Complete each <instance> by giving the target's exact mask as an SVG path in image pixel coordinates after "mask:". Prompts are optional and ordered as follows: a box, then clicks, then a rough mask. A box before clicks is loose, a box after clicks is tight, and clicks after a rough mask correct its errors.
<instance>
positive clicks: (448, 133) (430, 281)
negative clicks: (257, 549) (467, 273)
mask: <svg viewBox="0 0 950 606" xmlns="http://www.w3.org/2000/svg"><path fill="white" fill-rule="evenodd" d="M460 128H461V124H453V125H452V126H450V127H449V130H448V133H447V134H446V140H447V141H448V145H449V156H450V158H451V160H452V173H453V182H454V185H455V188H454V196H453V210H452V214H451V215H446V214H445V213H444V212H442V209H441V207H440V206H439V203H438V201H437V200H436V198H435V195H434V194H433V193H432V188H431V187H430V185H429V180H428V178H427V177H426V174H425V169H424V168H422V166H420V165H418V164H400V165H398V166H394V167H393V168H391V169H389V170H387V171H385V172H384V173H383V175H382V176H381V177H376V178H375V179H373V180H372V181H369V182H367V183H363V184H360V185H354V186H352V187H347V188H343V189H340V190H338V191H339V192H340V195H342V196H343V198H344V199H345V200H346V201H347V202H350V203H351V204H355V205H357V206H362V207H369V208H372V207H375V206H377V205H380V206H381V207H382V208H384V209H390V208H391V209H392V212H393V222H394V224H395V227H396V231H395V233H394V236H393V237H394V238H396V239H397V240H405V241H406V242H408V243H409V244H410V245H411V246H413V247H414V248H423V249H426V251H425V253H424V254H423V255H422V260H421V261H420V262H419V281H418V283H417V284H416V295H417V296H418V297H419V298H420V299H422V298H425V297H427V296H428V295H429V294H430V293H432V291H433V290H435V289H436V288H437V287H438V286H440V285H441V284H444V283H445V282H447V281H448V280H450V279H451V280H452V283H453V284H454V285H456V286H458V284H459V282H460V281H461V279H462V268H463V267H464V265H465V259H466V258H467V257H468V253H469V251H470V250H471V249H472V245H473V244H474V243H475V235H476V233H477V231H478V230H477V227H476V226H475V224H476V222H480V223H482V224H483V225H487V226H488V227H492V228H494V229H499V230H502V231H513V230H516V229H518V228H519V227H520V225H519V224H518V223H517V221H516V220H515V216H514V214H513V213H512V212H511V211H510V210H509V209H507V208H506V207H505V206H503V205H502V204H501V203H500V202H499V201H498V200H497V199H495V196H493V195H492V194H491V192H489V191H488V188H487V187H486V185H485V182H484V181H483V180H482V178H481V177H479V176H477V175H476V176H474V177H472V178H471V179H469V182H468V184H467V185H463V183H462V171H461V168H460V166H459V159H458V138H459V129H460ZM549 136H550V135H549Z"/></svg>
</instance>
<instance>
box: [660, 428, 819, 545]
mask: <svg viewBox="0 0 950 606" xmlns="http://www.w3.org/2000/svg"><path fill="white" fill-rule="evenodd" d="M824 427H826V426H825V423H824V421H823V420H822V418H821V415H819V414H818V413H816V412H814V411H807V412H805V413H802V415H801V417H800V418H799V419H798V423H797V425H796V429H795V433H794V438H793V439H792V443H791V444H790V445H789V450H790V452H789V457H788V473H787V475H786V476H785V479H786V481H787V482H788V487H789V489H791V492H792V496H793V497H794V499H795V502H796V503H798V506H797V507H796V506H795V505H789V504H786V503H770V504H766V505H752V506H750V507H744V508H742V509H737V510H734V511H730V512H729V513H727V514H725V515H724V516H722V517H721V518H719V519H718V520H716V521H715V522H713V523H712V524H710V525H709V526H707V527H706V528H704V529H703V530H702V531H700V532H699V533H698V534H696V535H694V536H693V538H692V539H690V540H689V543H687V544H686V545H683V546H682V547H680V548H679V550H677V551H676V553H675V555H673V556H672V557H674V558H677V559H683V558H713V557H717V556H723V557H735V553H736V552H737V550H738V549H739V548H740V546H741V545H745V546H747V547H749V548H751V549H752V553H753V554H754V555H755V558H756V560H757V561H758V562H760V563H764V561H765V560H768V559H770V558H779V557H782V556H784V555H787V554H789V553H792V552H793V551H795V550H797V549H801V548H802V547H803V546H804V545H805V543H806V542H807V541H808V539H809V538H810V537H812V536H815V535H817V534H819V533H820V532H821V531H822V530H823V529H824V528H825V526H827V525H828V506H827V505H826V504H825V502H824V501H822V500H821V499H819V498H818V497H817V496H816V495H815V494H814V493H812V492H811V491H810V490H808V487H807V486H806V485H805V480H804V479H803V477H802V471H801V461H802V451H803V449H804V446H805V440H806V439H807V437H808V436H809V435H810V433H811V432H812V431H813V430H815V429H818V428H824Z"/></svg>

********************

Please return all of the entries above line for line, changing nothing.

Complete each <instance> by giving the target's exact mask as an SVG path in image pixel coordinates after "mask:". Prompts are optional and ordered as follows: a box, then clicks, then a rough mask. A box before clicks is loose, a box after clicks is tight, and clicks after a rough mask correct its errors.
<instance>
positive clicks: (448, 133) (430, 281)
negative clicks: (257, 549) (467, 273)
mask: <svg viewBox="0 0 950 606" xmlns="http://www.w3.org/2000/svg"><path fill="white" fill-rule="evenodd" d="M460 128H461V124H453V125H452V126H450V127H449V130H448V133H447V134H446V140H447V141H448V145H449V156H450V158H451V160H452V173H453V182H454V185H455V188H454V196H453V210H452V214H451V215H446V214H445V213H444V212H442V209H441V207H440V206H439V203H438V201H437V200H436V198H435V195H434V194H433V193H432V188H431V187H430V185H429V180H428V178H427V177H426V174H425V169H424V168H422V166H420V165H418V164H400V165H398V166H394V167H393V168H391V169H389V170H387V171H385V172H384V173H383V175H382V176H381V177H376V178H375V179H373V180H372V181H369V182H367V183H363V184H360V185H354V186H352V187H347V188H343V189H340V190H338V191H339V192H340V195H342V196H343V198H344V199H345V200H346V201H347V202H350V203H351V204H355V205H357V206H362V207H369V208H372V207H375V206H377V205H380V206H381V207H382V208H384V209H390V208H391V209H392V212H393V222H394V224H395V227H396V231H395V233H394V236H393V237H394V238H396V239H397V240H405V241H406V242H408V243H409V244H410V245H411V246H413V247H414V248H423V249H426V251H425V253H424V254H423V255H422V260H421V261H420V262H419V281H418V283H417V284H416V295H417V296H418V297H419V298H420V299H422V298H425V297H427V296H428V295H429V294H430V293H432V291H433V290H435V289H436V288H437V287H438V286H440V285H441V284H444V283H445V282H447V281H448V280H450V279H451V280H452V283H453V284H454V285H456V286H458V284H459V282H460V281H461V279H462V268H463V267H464V265H465V259H466V258H467V257H468V253H469V251H470V250H471V249H472V245H473V244H474V243H475V235H476V233H477V231H478V230H477V227H476V226H475V224H476V222H480V223H482V224H483V225H487V226H488V227H492V228H494V229H499V230H502V231H513V230H516V229H518V228H519V227H520V225H519V224H518V223H517V221H516V220H515V216H514V214H513V213H512V212H511V211H510V210H509V209H507V208H506V207H505V206H503V205H502V204H501V203H500V202H499V201H498V200H497V199H495V196H493V195H492V194H491V192H489V191H488V188H487V187H486V185H485V182H484V181H483V180H482V178H481V177H479V176H477V175H476V176H474V177H472V178H471V179H469V182H468V184H467V185H463V183H462V171H461V168H460V166H459V159H458V138H459V129H460ZM549 136H550V135H549Z"/></svg>
</instance>
<instance>
box: [660, 428, 819, 545]
mask: <svg viewBox="0 0 950 606" xmlns="http://www.w3.org/2000/svg"><path fill="white" fill-rule="evenodd" d="M824 427H826V426H825V423H824V421H823V420H822V418H821V415H819V414H818V413H816V412H814V411H807V412H805V413H802V415H801V417H800V418H799V419H798V423H797V425H796V429H795V433H794V438H793V439H792V443H791V444H790V445H789V450H790V452H789V457H788V473H787V475H786V476H785V479H786V481H787V482H788V487H789V489H791V492H792V496H793V497H794V499H795V502H796V503H798V506H797V507H796V506H795V505H789V504H786V503H770V504H766V505H752V506H750V507H744V508H742V509H737V510H734V511H730V512H729V513H727V514H725V515H724V516H722V517H721V518H719V519H718V520H716V521H715V522H713V523H712V524H710V525H709V526H707V527H706V528H704V529H703V530H702V531H700V532H699V533H698V534H696V535H694V536H693V538H692V539H690V540H689V543H687V544H686V545H683V546H682V547H680V548H679V550H677V551H676V553H675V555H673V556H672V557H674V558H677V559H683V558H713V557H717V556H723V557H735V553H736V552H737V550H738V549H739V548H740V546H741V545H745V546H747V547H749V548H751V549H752V553H753V554H754V555H755V558H756V560H757V561H758V562H760V563H764V561H765V560H768V559H770V558H779V557H782V556H784V555H787V554H789V553H792V552H793V551H795V550H797V549H801V548H802V547H803V546H804V545H805V543H806V542H807V541H808V539H809V538H810V537H812V536H815V535H817V534H819V533H820V532H821V531H822V530H823V529H824V528H825V526H827V525H828V506H827V505H826V504H825V502H824V501H822V500H821V499H819V498H818V497H817V496H816V495H815V494H814V493H812V492H811V491H810V490H808V487H807V486H806V485H805V480H804V479H803V477H802V471H801V461H802V451H803V449H804V446H805V440H806V439H807V437H808V436H809V435H810V433H811V432H812V431H813V430H815V429H818V428H824Z"/></svg>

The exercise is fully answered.